Task brief:
For the entries below, print exactly the lines between the line holding "155L11 170L14 184L43" and the line holding "positive clicks: (63, 240)", inclusive, and nothing else.

Records from a dataset:

▽

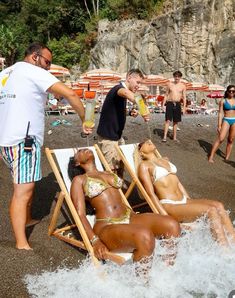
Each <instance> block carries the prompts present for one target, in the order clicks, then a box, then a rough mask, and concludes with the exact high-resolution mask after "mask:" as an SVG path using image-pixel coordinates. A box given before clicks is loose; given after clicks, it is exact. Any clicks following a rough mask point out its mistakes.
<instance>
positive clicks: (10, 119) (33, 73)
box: [0, 43, 91, 250]
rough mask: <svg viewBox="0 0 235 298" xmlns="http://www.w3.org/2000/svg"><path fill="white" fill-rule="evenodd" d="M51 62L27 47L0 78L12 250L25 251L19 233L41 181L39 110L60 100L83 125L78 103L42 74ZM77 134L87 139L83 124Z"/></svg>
mask: <svg viewBox="0 0 235 298" xmlns="http://www.w3.org/2000/svg"><path fill="white" fill-rule="evenodd" d="M51 61H52V52H51V50H50V49H49V48H47V47H46V46H44V45H43V44H41V43H33V44H31V45H29V47H28V48H27V49H26V52H25V58H24V61H21V62H17V63H15V64H14V65H12V66H10V67H8V68H6V69H4V70H3V71H2V72H0V127H1V129H0V155H1V157H2V159H3V161H5V163H6V164H7V166H8V167H9V168H10V170H11V174H12V177H13V196H12V198H11V202H10V217H11V223H12V227H13V231H14V234H15V238H16V248H18V249H26V250H30V249H31V247H30V245H29V243H28V239H27V237H26V233H25V227H26V224H27V223H29V224H30V220H31V217H30V211H31V209H30V205H31V202H32V198H33V192H34V188H35V182H36V181H38V180H40V179H41V165H40V159H41V146H42V145H43V138H44V125H45V124H44V114H45V113H44V106H45V103H46V99H47V95H48V92H50V93H52V94H58V95H61V96H63V97H64V98H66V99H67V100H68V101H69V103H70V105H71V106H72V107H73V109H74V110H75V111H76V112H77V113H78V115H79V116H80V118H81V120H82V121H84V107H83V104H82V102H81V100H80V98H79V97H78V96H77V95H76V93H75V92H74V91H73V90H72V89H70V88H68V87H67V86H65V85H64V84H63V83H62V82H60V81H59V80H58V79H57V78H56V77H55V76H53V75H52V74H51V73H49V72H48V71H47V70H49V68H50V66H51ZM83 131H84V132H85V133H91V129H89V128H86V127H85V125H84V124H83ZM0 162H1V160H0ZM0 174H1V173H0Z"/></svg>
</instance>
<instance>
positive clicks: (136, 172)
mask: <svg viewBox="0 0 235 298" xmlns="http://www.w3.org/2000/svg"><path fill="white" fill-rule="evenodd" d="M143 143H144V142H143ZM143 143H138V144H136V145H135V149H134V152H133V159H134V165H135V171H136V174H137V175H138V169H139V166H140V164H141V162H142V161H143V160H145V159H146V158H145V155H144V154H141V153H140V148H139V145H140V144H143ZM154 153H155V155H156V157H158V158H161V157H162V156H161V154H160V153H159V151H158V150H157V148H156V149H155V151H154Z"/></svg>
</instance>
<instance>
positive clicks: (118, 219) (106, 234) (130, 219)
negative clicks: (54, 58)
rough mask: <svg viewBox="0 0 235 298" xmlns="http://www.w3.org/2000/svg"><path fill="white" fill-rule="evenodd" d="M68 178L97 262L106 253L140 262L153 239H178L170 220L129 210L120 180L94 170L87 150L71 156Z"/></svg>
mask: <svg viewBox="0 0 235 298" xmlns="http://www.w3.org/2000/svg"><path fill="white" fill-rule="evenodd" d="M81 170H82V172H81ZM76 171H78V172H79V171H80V173H78V172H77V173H76ZM69 176H70V178H73V177H74V178H73V180H72V185H71V191H70V193H71V197H72V200H73V203H74V205H75V207H76V210H77V212H78V214H79V216H80V219H81V221H82V223H83V225H84V228H85V230H86V233H87V235H88V237H89V239H90V242H91V244H92V246H93V248H94V254H95V256H96V257H97V258H98V259H105V258H106V252H107V251H112V252H133V261H136V262H138V261H140V262H141V260H143V259H146V258H145V257H151V255H152V254H153V251H154V247H155V237H159V238H160V237H163V238H167V239H170V238H171V237H178V236H179V234H180V226H179V224H178V222H177V221H176V220H174V219H173V218H172V217H170V216H163V215H158V214H153V213H142V214H136V213H135V212H133V211H132V210H131V209H129V208H128V207H127V206H126V205H125V204H124V203H123V201H122V198H121V195H120V192H119V191H118V189H119V188H120V187H121V185H122V180H121V179H120V178H119V177H118V176H117V175H116V174H114V173H111V172H105V171H104V172H100V171H98V170H97V168H96V165H95V159H94V154H93V152H92V151H91V150H89V149H81V150H78V151H77V153H75V155H74V158H73V159H72V160H70V165H69ZM85 201H89V202H90V204H91V206H92V207H93V209H94V210H95V213H96V222H95V225H94V227H93V228H92V227H91V225H90V223H89V222H88V220H87V218H86V207H85Z"/></svg>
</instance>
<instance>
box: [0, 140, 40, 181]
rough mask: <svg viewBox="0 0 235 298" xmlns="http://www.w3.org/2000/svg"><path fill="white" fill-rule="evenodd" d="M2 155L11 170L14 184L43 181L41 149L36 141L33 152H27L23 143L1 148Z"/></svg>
mask: <svg viewBox="0 0 235 298" xmlns="http://www.w3.org/2000/svg"><path fill="white" fill-rule="evenodd" d="M0 155H1V156H2V158H3V160H4V162H5V163H6V165H7V166H8V167H9V168H10V170H11V175H12V178H13V182H14V183H16V184H22V183H30V182H35V181H38V180H41V179H42V174H41V147H40V144H39V143H38V142H37V140H36V139H35V140H34V143H33V146H32V151H31V152H25V151H24V142H21V143H19V144H18V145H14V146H9V147H1V146H0Z"/></svg>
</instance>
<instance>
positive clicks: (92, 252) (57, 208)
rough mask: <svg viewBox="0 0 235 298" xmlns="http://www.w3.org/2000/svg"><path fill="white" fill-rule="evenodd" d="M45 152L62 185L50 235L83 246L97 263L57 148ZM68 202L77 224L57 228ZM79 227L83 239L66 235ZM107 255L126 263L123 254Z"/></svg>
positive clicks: (63, 240) (68, 234) (51, 228)
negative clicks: (67, 233) (73, 198)
mask: <svg viewBox="0 0 235 298" xmlns="http://www.w3.org/2000/svg"><path fill="white" fill-rule="evenodd" d="M45 153H46V156H47V159H48V161H49V164H50V166H51V168H52V171H53V173H54V175H55V177H56V180H57V182H58V184H59V187H60V193H59V195H58V196H57V202H56V205H55V208H54V211H53V214H52V217H51V221H50V224H49V228H48V235H49V236H54V237H56V238H58V239H60V240H62V241H64V242H67V243H69V244H71V245H73V246H76V247H78V248H81V249H83V250H87V251H88V253H89V254H90V256H91V260H92V262H93V263H94V264H95V265H98V264H99V261H98V259H97V258H96V257H95V255H94V250H93V247H92V245H91V243H90V240H89V238H88V236H87V233H86V231H85V229H84V227H83V224H82V222H81V220H80V217H79V215H78V213H77V211H76V208H75V207H74V204H73V202H72V199H71V197H70V194H69V192H68V190H67V188H66V185H65V182H64V180H63V176H62V174H61V173H60V171H59V169H58V166H57V164H56V157H55V154H54V153H55V150H51V149H49V148H45ZM65 203H66V206H67V207H68V210H69V212H70V213H71V216H72V218H73V220H74V222H75V224H72V225H66V226H65V227H62V228H57V221H58V218H59V215H60V213H61V211H62V207H63V205H64V204H65ZM75 228H77V230H78V232H79V234H80V235H81V238H82V240H78V239H76V238H75V237H74V236H72V235H70V234H69V233H68V234H67V235H65V232H69V231H70V230H73V229H75ZM107 257H108V259H109V260H111V261H113V262H115V263H117V264H119V265H121V264H123V263H125V261H126V259H125V258H124V257H123V256H120V255H117V254H114V253H111V252H109V253H108V254H107Z"/></svg>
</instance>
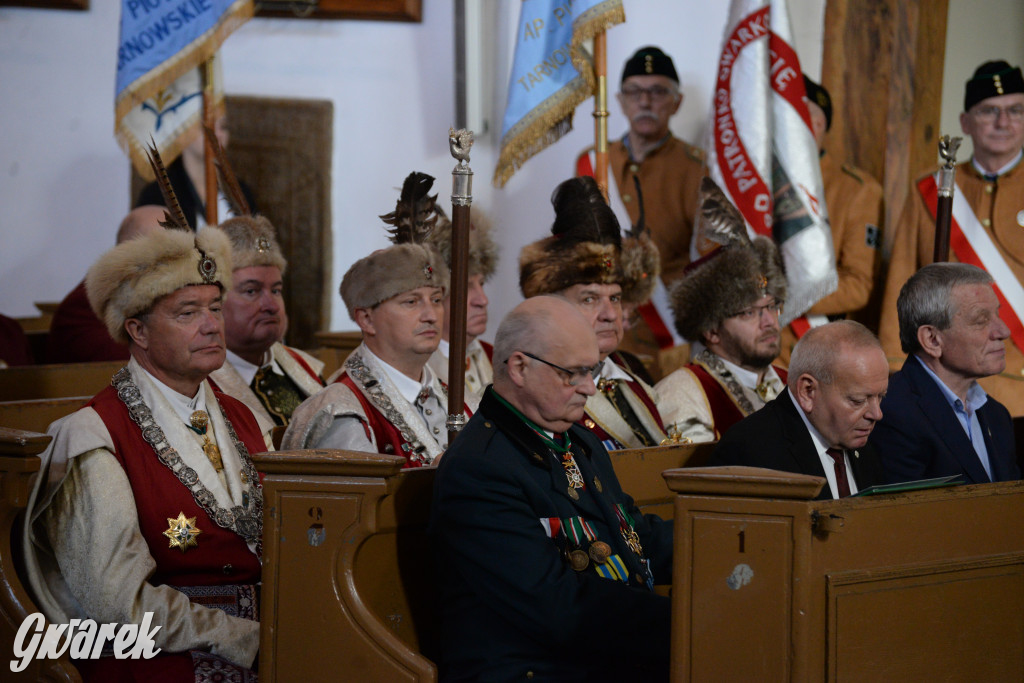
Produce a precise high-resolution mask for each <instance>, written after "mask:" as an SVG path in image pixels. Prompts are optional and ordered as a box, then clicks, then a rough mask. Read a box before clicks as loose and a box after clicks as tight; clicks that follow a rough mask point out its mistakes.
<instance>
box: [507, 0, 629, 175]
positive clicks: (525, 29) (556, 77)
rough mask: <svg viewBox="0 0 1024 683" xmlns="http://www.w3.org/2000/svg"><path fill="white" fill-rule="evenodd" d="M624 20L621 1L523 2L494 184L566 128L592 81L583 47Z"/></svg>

△

Exercise answer:
rough mask: <svg viewBox="0 0 235 298" xmlns="http://www.w3.org/2000/svg"><path fill="white" fill-rule="evenodd" d="M2 155L11 170L14 184L43 181L41 149L36 141L33 152H27L23 143L1 148Z"/></svg>
mask: <svg viewBox="0 0 235 298" xmlns="http://www.w3.org/2000/svg"><path fill="white" fill-rule="evenodd" d="M0 155H1V156H2V158H3V160H4V162H5V163H6V165H7V166H8V167H9V168H10V170H11V175H12V178H13V182H14V183H16V184H22V183H30V182H35V181H38V180H41V179H42V174H41V147H40V144H39V143H38V142H37V140H36V139H35V140H34V143H33V146H32V151H31V152H25V151H24V142H21V143H19V144H18V145H14V146H9V147H1V146H0Z"/></svg>
</instance>
<instance>
positive clicks: (92, 252) (57, 208)
rough mask: <svg viewBox="0 0 235 298" xmlns="http://www.w3.org/2000/svg"><path fill="white" fill-rule="evenodd" d="M45 152L62 185L50 235L83 246L97 263L57 148ZM68 202L77 224L57 228ZM79 227L83 239L66 235ZM107 255L126 263L123 254Z"/></svg>
positive clicks: (63, 240) (68, 234) (51, 228)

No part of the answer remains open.